_任务简述 1_:
修改清单中从包含"Scan the image above for white sneaker."的那一行到包含"663;443;684;458"的那一行这一段，将"white sneaker"换成"red sneaker"，其余内容保持不变，只写出这几行。

3.1  取出所有已经assignment的topology的executors信息

这里的实现有些问题, compute-topology->executors会调用compute-executors重新计算一般, 其实从topologies里面直接就可以取到

 

3.2 更新所有executors的heartbeats cache(更新nimbus-data的heartbeats-cache)

具体过程是, 从Zookeeper通过get-worker-heartbeat读出所有executors最新的heartbeats信息(通过executor->node+port可以对应到worker), 并使用swap!将最新的heartbeats信息更新到nimbus的全局变量heartbeats-cache中

 

3.3  过滤topology->executors, 保留alive的

调用compute-topology->alive-executors

(defn- compute-topology->alive-executors [nimbus existing-assignments topologies topology->executors scratch-topology-id]
  "compute a topology-id -> alive executors map"
  (into {} (for [[tid assignment] existing-assignments
                 :let [topology-details (.getById topologies tid)
                       all-executors (topology->executors tid)

_所给材料_:

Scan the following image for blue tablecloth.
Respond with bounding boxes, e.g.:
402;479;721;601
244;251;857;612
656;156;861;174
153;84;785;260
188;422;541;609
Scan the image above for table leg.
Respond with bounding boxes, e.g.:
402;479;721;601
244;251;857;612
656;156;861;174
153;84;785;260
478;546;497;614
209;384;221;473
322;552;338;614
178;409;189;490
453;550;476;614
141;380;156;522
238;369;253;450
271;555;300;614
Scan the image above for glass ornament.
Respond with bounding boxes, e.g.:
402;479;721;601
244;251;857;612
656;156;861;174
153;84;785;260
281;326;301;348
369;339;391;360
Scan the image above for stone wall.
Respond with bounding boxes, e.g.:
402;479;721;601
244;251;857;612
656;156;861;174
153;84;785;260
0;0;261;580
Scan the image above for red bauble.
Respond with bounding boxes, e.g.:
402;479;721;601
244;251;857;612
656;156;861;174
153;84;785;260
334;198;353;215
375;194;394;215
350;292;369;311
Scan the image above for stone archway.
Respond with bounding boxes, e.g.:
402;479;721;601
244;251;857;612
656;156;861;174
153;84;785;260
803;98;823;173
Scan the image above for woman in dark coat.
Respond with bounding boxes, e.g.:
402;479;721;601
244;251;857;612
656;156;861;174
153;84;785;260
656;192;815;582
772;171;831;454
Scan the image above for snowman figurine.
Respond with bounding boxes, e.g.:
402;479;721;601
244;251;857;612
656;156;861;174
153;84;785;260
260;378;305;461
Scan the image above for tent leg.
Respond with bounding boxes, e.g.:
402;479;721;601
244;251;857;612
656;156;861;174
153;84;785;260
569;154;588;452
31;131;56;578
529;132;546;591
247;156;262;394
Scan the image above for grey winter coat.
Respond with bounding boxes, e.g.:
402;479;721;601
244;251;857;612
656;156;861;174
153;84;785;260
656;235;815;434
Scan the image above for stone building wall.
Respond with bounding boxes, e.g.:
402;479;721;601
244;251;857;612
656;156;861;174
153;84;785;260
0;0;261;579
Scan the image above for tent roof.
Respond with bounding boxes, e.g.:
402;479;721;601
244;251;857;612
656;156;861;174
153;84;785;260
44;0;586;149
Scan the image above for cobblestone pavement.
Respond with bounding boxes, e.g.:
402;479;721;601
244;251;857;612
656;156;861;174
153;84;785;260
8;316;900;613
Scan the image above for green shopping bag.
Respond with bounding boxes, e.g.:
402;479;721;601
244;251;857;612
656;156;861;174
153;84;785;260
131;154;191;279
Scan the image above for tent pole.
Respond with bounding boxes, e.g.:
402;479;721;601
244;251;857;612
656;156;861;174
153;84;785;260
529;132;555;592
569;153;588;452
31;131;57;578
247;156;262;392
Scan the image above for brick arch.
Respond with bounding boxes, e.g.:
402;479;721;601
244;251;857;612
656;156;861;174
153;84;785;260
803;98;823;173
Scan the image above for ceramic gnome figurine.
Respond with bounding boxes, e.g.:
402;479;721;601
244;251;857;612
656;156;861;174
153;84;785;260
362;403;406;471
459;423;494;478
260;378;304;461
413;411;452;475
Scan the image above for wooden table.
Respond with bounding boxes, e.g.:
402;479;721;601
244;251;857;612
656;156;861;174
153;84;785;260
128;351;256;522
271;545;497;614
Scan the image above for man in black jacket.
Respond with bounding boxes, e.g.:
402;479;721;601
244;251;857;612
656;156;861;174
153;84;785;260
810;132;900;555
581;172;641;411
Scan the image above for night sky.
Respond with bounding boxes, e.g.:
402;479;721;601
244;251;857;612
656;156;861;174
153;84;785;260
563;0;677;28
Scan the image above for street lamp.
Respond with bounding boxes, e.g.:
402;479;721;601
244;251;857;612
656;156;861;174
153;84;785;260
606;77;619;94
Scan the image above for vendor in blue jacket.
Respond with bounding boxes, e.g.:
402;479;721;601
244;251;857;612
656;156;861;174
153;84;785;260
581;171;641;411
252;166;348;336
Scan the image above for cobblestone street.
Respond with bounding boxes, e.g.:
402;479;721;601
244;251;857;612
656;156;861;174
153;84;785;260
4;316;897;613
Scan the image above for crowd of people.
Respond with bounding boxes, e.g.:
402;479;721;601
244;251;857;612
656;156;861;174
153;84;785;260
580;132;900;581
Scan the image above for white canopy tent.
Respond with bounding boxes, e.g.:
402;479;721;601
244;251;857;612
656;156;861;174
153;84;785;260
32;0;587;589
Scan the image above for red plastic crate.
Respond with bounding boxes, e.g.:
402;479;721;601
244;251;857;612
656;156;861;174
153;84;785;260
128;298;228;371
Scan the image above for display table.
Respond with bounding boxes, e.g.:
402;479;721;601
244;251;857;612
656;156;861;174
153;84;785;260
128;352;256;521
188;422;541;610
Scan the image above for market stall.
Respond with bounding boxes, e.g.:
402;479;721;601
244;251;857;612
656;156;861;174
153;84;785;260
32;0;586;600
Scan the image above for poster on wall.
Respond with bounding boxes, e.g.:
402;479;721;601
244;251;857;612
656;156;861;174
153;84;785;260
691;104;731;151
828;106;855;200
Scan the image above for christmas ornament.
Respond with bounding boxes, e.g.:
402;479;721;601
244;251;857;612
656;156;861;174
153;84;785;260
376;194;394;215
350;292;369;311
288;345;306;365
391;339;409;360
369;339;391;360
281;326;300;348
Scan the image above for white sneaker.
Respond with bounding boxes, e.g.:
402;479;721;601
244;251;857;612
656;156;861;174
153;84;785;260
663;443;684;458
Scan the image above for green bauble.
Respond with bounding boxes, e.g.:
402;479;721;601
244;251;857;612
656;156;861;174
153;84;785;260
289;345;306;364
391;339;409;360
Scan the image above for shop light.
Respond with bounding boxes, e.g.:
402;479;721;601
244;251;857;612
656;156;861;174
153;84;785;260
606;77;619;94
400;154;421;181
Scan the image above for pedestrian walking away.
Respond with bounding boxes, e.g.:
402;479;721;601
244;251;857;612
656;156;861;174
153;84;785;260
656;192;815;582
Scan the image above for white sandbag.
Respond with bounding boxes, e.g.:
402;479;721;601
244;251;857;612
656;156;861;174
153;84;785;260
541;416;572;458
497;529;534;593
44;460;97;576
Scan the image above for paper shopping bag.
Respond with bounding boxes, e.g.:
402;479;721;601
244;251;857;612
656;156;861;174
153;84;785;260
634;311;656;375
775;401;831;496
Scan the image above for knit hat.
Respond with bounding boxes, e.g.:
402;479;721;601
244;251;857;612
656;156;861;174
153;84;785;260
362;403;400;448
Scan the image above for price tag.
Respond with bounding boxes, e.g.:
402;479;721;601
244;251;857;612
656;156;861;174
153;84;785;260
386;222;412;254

_任务简述 2_:
在所给段落的3.1部分，作者为什么说这里的实现有些问题？请用一到三句话说明。

_任务结果 1_:
Scan the image above for red sneaker.
Respond with bounding boxes, e.g.:
402;479;721;601
244;251;857;612
656;156;861;174
153;84;785;260
663;443;684;458

_任务结果 2_:
因为compute-topology->executors会调用compute-executors，把executors信息重新计算一次。其实这些信息从topologies里面就能直接取到。